• [INSTRUCTIONS FOR THE TASK]
Copy the part of the listing that opens with the line containing "the woman in" and closes with the line containing "point(323, 231)", substituting "cream blouse" for "white blouse" and leaving the rest unchanged.
--- Start of DATA ENTRIES ---
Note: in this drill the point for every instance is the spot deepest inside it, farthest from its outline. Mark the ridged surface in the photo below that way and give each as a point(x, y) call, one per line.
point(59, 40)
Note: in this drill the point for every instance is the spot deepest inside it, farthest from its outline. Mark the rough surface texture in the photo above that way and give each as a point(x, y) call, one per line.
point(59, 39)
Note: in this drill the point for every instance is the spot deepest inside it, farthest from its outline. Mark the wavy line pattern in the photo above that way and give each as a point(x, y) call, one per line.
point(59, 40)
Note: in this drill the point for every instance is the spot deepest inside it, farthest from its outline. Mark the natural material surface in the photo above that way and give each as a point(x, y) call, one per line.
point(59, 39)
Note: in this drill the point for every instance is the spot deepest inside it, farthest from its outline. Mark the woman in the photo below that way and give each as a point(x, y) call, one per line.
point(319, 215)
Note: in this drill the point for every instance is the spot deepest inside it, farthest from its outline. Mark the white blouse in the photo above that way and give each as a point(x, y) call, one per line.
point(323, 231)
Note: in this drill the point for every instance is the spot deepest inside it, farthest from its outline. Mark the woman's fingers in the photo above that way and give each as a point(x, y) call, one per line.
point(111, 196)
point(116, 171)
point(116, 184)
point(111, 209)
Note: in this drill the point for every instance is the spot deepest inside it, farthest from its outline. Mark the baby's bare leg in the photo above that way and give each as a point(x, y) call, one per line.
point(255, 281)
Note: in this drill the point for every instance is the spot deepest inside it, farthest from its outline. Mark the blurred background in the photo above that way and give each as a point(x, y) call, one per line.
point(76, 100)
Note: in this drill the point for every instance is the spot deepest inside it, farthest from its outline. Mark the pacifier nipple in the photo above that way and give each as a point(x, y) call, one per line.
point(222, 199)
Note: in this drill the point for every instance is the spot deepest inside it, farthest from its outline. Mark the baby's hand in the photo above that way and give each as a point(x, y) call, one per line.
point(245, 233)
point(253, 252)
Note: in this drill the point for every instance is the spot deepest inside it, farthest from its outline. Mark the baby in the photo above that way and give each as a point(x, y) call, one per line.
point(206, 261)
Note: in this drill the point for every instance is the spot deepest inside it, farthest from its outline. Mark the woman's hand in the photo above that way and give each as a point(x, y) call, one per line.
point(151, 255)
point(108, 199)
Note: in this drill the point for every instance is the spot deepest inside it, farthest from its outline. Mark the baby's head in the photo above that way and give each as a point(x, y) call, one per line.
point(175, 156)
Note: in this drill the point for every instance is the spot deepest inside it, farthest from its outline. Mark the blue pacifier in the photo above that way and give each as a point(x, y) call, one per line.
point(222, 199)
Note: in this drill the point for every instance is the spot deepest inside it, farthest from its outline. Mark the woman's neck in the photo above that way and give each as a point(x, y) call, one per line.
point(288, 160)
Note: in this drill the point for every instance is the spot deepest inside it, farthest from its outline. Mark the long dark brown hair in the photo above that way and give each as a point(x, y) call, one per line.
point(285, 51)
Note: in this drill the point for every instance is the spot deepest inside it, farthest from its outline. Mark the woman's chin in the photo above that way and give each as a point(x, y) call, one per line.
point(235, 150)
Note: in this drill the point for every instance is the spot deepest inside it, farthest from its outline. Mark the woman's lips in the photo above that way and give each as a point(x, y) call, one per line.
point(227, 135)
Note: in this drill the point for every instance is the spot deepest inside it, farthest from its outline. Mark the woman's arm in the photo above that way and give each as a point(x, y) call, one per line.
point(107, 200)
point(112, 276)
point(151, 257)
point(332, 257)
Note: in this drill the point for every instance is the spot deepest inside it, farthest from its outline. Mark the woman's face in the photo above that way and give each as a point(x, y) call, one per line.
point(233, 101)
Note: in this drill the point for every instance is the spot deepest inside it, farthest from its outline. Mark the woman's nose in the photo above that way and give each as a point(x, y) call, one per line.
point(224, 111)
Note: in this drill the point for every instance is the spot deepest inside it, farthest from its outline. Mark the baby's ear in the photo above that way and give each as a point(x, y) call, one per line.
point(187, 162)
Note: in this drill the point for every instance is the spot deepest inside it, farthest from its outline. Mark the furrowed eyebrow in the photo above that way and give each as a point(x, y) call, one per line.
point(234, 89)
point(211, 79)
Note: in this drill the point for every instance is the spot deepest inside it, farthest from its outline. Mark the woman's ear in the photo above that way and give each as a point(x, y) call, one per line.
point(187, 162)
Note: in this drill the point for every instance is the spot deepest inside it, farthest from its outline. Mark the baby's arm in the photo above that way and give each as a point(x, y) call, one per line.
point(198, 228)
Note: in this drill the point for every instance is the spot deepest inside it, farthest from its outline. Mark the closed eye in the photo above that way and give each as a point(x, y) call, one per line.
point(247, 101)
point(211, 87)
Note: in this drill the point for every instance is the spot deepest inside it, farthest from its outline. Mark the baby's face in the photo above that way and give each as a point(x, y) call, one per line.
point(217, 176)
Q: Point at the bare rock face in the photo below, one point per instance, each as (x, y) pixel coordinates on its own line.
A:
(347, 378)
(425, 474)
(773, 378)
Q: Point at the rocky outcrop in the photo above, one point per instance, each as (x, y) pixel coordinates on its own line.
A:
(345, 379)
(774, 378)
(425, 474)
--- End of DATA ENTRIES ---
• [OUTPUT BELOW]
Note: in this drill the point for every instance is the spot deepest inside it, farthest from its outline. Mark the woman in the photo below that way and give each as a point(x, y) call, one per line.
point(319, 215)
Note: in this drill the point for every instance is the spot deepest inside it, farthest from its outline. Mark the cream blouse in the photo above that way and give each as a point(x, y) call, one per line.
point(323, 231)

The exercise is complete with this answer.